*** Extract Section Begins ***
Additionally, a two-step mediation analysis was conducted to investigate the mediation of blood metabolites in the association between SS and the gut microbiota.
Findings
The IVW analysis suggested seven causal relationships between gut microbiota and SS. After validation with complementary methods, six effect directions were in line with IVW results. Three genera (Alloprevotella, Prevotella9, and FamilyXIIIAD3011) were positively associated with the risk of SS, and three others (Parasutterella, Roseburia, and Clostridium sensu stricto 1) were negatively associated. The protective role of Parasutterella may relate to its involvement in testosterone and bile acid metabolism, as suggested in prior research.
In addition, the team performed a reverse MR analysis to examine whether SS has a causal effect on identified genera. This revealed no reverse causality between SS and these gut microbes. Furthermore, IVW results revealed six causal relationships between blood metabolites and SS, and after validation with complementary methods, five of the effect directions were concordant with the IVW results.
Three metabolites (caffeine, 4-hydroxyhippurate, and laurate) were negatively associated with SS risk, and two (cyclo (leu-pro) and 3-(4-hydroxyphenyl) lactate) were positively associated. The odds ratios (ORs) ranged from 0.08 to 16.12, demonstrating substantial variation in effect size.
While caffeine showed a protective effect here, the authors caution that animal studies have reported caffeine may inhibit bone growth, suggesting this finding warrants further investigation. There was no heterogeneity or pleiotropy. Furthermore, the mediation analysis revealed an indirect effect of Clostridium sensu stricto 1 on SS through 4-hydroxyhippurate, with a mediation effect proportion of 43.03%. This metabolite is linked to flavonoid metabolism, which depends on gut microbiota for processing.
The five metabolites identified span four major metabolic pathways: lipid, amino acid, peptide, and xenobiotic (compounds not naturally produced by the body, such as dietary or environmental chemicals).
*** Extract Section Ends ***
*** Data section Section Begins ***
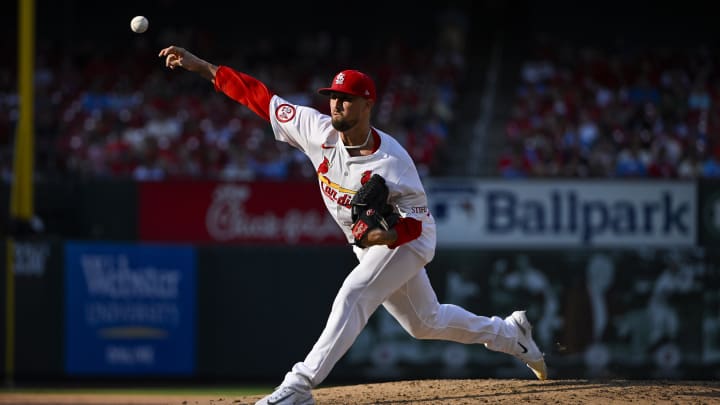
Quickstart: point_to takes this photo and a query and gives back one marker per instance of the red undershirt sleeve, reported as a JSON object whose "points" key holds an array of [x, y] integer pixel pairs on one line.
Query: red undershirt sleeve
{"points": [[244, 89], [407, 229]]}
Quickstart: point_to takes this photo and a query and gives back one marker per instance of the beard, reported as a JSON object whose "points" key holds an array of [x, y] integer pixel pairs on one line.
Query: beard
{"points": [[341, 124]]}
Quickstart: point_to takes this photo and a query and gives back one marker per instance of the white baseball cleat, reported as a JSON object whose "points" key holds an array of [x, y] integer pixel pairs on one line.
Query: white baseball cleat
{"points": [[526, 349], [287, 395]]}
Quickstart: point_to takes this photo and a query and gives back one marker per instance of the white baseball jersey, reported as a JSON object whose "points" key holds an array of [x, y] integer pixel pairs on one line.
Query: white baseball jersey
{"points": [[339, 174]]}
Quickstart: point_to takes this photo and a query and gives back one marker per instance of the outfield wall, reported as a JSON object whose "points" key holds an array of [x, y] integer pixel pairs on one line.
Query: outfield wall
{"points": [[95, 299]]}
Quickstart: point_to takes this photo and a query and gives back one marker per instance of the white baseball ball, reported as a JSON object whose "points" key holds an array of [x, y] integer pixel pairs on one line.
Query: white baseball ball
{"points": [[139, 24]]}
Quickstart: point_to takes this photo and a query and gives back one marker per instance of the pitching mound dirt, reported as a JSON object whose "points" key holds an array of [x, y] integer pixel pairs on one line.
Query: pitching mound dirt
{"points": [[427, 392]]}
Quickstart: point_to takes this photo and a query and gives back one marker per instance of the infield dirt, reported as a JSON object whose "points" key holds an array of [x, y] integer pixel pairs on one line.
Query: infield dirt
{"points": [[429, 392]]}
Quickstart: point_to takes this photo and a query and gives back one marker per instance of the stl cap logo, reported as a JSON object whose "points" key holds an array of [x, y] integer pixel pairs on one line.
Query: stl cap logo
{"points": [[365, 177], [340, 78]]}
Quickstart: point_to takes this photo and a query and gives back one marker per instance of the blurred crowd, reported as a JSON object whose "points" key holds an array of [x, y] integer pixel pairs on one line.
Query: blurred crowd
{"points": [[614, 112], [109, 112]]}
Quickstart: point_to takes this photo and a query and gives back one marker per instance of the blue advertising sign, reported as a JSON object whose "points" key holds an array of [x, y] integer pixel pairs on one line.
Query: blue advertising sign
{"points": [[129, 309]]}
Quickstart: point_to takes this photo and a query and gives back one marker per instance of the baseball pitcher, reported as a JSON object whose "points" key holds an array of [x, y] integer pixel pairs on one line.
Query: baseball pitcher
{"points": [[372, 189]]}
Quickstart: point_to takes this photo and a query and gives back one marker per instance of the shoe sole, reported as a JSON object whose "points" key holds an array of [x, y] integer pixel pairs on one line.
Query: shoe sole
{"points": [[538, 367]]}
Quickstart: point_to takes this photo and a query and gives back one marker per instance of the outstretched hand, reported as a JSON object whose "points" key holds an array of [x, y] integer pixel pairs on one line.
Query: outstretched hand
{"points": [[176, 56]]}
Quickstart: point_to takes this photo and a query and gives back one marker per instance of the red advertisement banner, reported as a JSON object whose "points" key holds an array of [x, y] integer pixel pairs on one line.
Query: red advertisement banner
{"points": [[228, 213]]}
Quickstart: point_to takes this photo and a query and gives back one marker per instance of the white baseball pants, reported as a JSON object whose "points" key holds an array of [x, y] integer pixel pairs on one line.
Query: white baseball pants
{"points": [[397, 279]]}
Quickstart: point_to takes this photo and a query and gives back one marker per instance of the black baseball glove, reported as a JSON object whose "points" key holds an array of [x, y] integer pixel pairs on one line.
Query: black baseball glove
{"points": [[370, 210]]}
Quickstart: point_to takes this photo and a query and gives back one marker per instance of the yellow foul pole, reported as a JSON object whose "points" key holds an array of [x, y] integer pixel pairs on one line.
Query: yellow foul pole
{"points": [[21, 193]]}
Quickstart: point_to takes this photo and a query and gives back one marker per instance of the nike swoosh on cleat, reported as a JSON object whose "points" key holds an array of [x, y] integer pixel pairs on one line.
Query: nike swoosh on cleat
{"points": [[278, 400]]}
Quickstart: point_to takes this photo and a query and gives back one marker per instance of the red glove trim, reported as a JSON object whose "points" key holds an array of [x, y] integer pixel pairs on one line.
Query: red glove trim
{"points": [[408, 229]]}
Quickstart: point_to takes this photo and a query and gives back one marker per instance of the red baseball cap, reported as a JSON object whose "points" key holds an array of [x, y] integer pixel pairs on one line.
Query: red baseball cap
{"points": [[353, 82]]}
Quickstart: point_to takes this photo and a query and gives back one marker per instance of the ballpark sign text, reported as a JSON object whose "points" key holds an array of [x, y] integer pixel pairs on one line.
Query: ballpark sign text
{"points": [[547, 213]]}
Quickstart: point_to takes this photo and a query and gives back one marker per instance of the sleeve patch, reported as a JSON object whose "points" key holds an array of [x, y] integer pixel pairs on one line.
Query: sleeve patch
{"points": [[285, 112]]}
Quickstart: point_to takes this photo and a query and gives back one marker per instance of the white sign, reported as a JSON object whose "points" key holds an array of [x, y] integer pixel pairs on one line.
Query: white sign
{"points": [[563, 213]]}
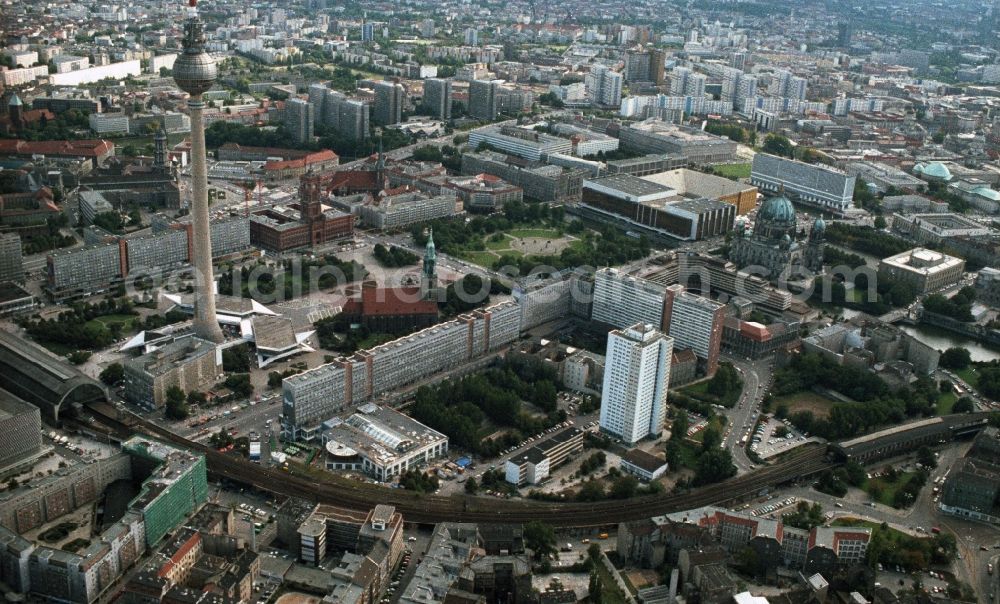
*** Data section Section Ends ***
Work instructions - Reproduce the portion of the findings text starting with "The five metabolites" and going on through "or environmental chemicals).", word for word. The rows above are separate material and have no connection to the findings text.

Answer -
The five metabolites identified span four major metabolic pathways: lipid, amino acid, peptide, and xenobiotic (compounds not naturally produced by the body, such as dietary or environmental chemicals).